WORK ORDER: Copy out, exactly, the first line of the entries below and every line after it through the one containing "Given the image above, detect gold inscription".

-- Opening Marker --

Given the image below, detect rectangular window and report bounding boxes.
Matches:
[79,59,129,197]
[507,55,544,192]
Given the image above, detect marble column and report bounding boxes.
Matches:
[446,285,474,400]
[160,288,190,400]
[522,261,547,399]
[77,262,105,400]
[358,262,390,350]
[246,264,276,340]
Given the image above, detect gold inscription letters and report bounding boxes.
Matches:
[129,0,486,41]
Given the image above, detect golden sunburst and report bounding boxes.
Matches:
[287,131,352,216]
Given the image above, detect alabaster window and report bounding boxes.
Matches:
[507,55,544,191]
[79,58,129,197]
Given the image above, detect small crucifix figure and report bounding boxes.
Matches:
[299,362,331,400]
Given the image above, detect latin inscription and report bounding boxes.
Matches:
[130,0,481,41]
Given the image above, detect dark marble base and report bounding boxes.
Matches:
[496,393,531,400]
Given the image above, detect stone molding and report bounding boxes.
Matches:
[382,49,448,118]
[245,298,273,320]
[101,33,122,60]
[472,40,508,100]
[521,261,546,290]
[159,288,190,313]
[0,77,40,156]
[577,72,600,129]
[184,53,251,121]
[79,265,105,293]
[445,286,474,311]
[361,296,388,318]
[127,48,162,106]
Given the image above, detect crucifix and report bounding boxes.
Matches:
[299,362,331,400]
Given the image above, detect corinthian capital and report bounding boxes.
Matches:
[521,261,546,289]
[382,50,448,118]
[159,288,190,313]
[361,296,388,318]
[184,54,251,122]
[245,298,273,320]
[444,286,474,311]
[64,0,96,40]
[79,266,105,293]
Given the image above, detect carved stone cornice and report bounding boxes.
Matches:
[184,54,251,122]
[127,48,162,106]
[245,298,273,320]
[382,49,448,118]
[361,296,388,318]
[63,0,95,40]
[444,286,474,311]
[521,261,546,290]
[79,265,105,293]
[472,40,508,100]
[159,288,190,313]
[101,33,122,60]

-- Closing Marker --

TASK ANSWER:
Given the image below, detect rectangular window and report bounding boxes.
Matches:
[79,59,129,197]
[507,55,544,192]
Given the image above, detect marble column and report bounding boxes.
Matches:
[446,285,474,400]
[160,288,190,400]
[522,261,547,399]
[77,262,105,400]
[358,262,390,350]
[246,264,276,340]
Given the image above, detect gold inscription letters and report bounding boxes.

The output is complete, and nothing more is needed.